**WHAT YOU NEED TO DO:**
Return each line of the data below verbatim; pictures are to be left out.

**EXERCISE MATERIAL:**
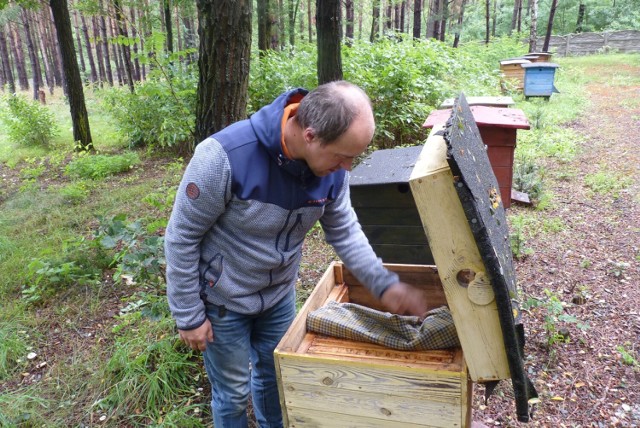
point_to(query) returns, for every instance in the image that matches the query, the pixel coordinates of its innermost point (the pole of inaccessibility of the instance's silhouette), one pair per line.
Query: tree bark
(54, 49)
(134, 34)
(99, 55)
(444, 18)
(514, 17)
(168, 25)
(310, 19)
(581, 12)
(265, 29)
(83, 66)
(350, 19)
(417, 19)
(225, 51)
(328, 28)
(552, 14)
(46, 58)
(79, 116)
(6, 63)
(375, 22)
(115, 54)
(18, 54)
(33, 55)
(487, 16)
(126, 52)
(533, 29)
(105, 46)
(456, 39)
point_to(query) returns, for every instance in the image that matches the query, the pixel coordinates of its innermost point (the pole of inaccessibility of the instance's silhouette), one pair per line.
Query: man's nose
(347, 164)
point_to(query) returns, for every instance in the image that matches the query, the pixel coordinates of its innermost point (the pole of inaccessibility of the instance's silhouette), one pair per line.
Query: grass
(132, 370)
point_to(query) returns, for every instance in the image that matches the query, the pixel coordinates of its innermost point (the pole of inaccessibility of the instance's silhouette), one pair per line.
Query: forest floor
(588, 268)
(585, 368)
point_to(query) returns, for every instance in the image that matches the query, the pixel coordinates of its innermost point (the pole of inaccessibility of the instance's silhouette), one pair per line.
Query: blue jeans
(240, 360)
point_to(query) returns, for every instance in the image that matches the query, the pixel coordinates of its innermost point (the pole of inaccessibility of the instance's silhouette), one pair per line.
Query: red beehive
(498, 128)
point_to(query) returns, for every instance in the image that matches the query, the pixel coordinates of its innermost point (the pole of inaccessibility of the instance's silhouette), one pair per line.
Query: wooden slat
(373, 404)
(424, 383)
(454, 250)
(302, 417)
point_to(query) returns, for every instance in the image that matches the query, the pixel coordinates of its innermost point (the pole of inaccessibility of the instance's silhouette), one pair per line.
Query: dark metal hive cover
(479, 193)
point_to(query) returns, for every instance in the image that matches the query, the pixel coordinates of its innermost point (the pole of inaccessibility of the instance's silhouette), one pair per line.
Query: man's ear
(309, 135)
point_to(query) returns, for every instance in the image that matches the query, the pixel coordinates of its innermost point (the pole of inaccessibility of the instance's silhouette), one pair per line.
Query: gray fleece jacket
(240, 217)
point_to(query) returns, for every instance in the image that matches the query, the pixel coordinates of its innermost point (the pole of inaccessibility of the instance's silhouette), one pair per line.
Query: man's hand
(403, 299)
(198, 338)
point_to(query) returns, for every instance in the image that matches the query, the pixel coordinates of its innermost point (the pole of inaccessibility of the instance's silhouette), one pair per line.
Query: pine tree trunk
(552, 14)
(105, 47)
(487, 16)
(225, 50)
(375, 21)
(33, 56)
(581, 12)
(54, 49)
(328, 28)
(456, 40)
(6, 64)
(87, 44)
(18, 54)
(443, 21)
(134, 34)
(46, 59)
(167, 24)
(533, 29)
(99, 54)
(83, 66)
(417, 19)
(126, 52)
(79, 115)
(514, 17)
(349, 14)
(310, 19)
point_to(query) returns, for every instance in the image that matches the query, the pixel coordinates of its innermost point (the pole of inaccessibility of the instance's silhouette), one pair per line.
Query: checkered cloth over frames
(406, 333)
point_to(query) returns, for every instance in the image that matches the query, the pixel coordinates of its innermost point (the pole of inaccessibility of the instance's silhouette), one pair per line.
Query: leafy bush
(161, 112)
(27, 122)
(101, 166)
(51, 272)
(136, 256)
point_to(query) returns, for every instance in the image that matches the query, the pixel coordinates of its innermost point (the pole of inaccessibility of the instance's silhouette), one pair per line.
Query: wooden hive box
(330, 382)
(539, 78)
(498, 129)
(512, 71)
(385, 207)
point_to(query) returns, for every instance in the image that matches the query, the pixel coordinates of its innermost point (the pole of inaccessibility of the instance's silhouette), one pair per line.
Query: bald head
(330, 109)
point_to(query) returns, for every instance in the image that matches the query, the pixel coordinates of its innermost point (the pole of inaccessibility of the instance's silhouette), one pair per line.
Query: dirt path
(591, 267)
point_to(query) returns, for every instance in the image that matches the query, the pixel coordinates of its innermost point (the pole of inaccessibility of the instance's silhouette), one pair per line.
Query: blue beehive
(538, 79)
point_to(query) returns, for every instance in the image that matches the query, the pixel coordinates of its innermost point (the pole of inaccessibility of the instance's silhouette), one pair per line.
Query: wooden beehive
(329, 382)
(512, 71)
(498, 129)
(387, 212)
(539, 79)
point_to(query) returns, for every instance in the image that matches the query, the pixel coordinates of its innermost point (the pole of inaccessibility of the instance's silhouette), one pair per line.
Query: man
(233, 244)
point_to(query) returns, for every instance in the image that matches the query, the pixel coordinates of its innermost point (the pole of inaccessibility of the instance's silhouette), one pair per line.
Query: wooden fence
(587, 43)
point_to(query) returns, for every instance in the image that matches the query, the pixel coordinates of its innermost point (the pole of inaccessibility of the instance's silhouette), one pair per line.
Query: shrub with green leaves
(88, 166)
(132, 252)
(161, 112)
(27, 122)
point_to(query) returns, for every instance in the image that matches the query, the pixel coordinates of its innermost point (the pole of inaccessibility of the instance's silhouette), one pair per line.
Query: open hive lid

**EXERCISE RESPONSE:**
point_to(query) returns, for every instance in the image that matches the query, the pixel coordinates of its innermost point (the pole of inaccessibility of the instance's silhouette), one pair per line.
Query: tree bark
(54, 49)
(134, 34)
(99, 55)
(444, 18)
(514, 17)
(168, 25)
(310, 19)
(581, 12)
(265, 29)
(83, 66)
(350, 19)
(417, 19)
(225, 51)
(328, 28)
(552, 14)
(46, 58)
(79, 116)
(6, 63)
(375, 22)
(115, 54)
(18, 54)
(33, 55)
(487, 16)
(126, 52)
(533, 29)
(105, 46)
(456, 39)
point_to(query) returns, for every instance in the image that matches the query, the pixel coordinates of its innermost point (the pole of inaccessibility of the instance's silhouette), one pair per line.
Query: man's nose
(347, 164)
point_to(query) returns, for every instance in the image that matches the query, the pixel coordinates of its innermost point (the pole of inaccessibility of the instance's silhouette), one pair per line.
Query: grass
(132, 370)
point_to(query) returns, for every instance in the image that matches the query, the pixel coordinates of its innermost point (the pole of inaccessibility of the instance's silhouette), one pair per line.
Query: forest floor
(588, 268)
(585, 368)
point_to(query) returns, for every instance in the image that matches the query, the pixel coordinates of its innermost point (the pole of inaccessibility of the instance's silhouette), one pair per line.
Query: blue jeans
(240, 360)
point_to(query) returns, for every instance in the image that matches the query, the pixel coordinates of its innermost point (the pole of inaccessibility of the instance's silhouette), one pair per line.
Query: red beehive
(498, 128)
point_to(query) returns, for every instance in the image that matches the query, the pixel coordinates of its innermost point (the pole of inaccessibility of the instance's silhouette), one pair per line.
Query: wooden slat
(373, 404)
(424, 383)
(454, 250)
(302, 417)
point_to(query) returns, for every instance in the image that matches the query, the pixel coordinates of its innermost point (the pole of inaccessibility of the instance's silhouette), one pair per line.
Query: dark metal hive cover
(479, 193)
point_to(query) returns, for every instance in the image that matches the query, the pixel coordinates of its innermost point (the pole of inaccessibility of the instance's silhouette), one pair per line.
Query: man's ear
(309, 135)
point_to(query) returns, for every instance in the image that matches the query, the pixel coordinates of its innermost point (the pole of inaccessibility of the instance's silhouette), one pair per line.
Query: gray fleece jacket
(240, 217)
point_to(query) returns, for every instance in the image that matches the query, the pixel coordinates of its innermost point (the pole of inaccessibility of the instance's silhouette), one pair per line.
Query: man's hand
(403, 299)
(198, 338)
point_to(query) returns, for every instance in the image that matches the query, the pixel coordinates of its innermost point (the pole of inaccessibility of the instance's silhouette), one pair per line.
Query: pine tree trunk
(552, 14)
(105, 47)
(487, 16)
(225, 50)
(375, 21)
(33, 56)
(581, 12)
(54, 49)
(328, 28)
(456, 40)
(6, 64)
(87, 44)
(18, 54)
(443, 21)
(134, 34)
(46, 59)
(167, 24)
(533, 29)
(99, 54)
(83, 66)
(417, 19)
(126, 52)
(79, 115)
(514, 17)
(349, 14)
(310, 19)
point_to(query) returns, for every instance in the image that matches the query, the pixel coordinates of its innermost point (the pole of inaccessibility of the instance's silhouette), one pair per line.
Query: checkered cloth over frames
(406, 333)
point_to(query) returns, for every instance in the image that matches the query, the pixel coordinates of its innermost point (the pole of inaccessibility of the instance's silhouette), one pair per line.
Query: leafy bush
(161, 112)
(27, 122)
(101, 166)
(51, 272)
(136, 256)
point_to(query) returns, for every instance in the image that matches the query, the pixel coordinates of its innermost point (the pole of inaccessibility of the instance's silhouette), one pair per line.
Query: wooden hive box
(330, 382)
(539, 78)
(498, 129)
(512, 71)
(385, 207)
point_to(query) returns, for every instance in the image that matches the query, the pixel coordinates of its innermost point (the pole of inaccessibility of the instance's silhouette), one pair per line.
Query: bald head
(330, 109)
point_to(query) returns, for every instance in the image that matches the query, the pixel coordinates of its innermost point (the pole of inaccessibility of the instance's silhouette), one pair per line.
Query: dirt path
(591, 267)
point_to(query) returns, for every instance in the image that matches the query, the pixel coordinates of its innermost point (the pole of inaccessibility of the instance's silhouette), one pair per line.
Query: blue beehive
(538, 79)
point_to(query) returns, for every instance in the image that matches the query, the pixel coordinates of its innermost point (the pole of inaccessibility of the instance's silhouette), one pair per line.
Query: wooden beehive
(329, 382)
(512, 71)
(498, 129)
(387, 212)
(539, 79)
point_to(query) returns, for every instance in the image that matches the query, the pixel coordinates of its innermost point (the pole of inaccessibility of the instance's silhouette), one pair per line.
Query: man
(233, 244)
point_to(query) returns, for every instance in the image that matches the query, the pixel coordinates of its innermost point (the pole of inaccessibility of the instance's silhouette), one pair per line.
Query: wooden fence
(587, 43)
point_to(query) returns, for every instance in the image that matches the query, the pixel coordinates of its innermost point (the pole of inaccessibility of the instance's silhouette), one pair per line.
Query: shrub with green leaves
(88, 166)
(132, 252)
(161, 112)
(27, 122)
point_to(query) returns, for every instance in the image that matches the query, the pixel coordinates of its innermost point (the pole of inaccessibility of the instance's silhouette), one pair per line.
Query: open hive lid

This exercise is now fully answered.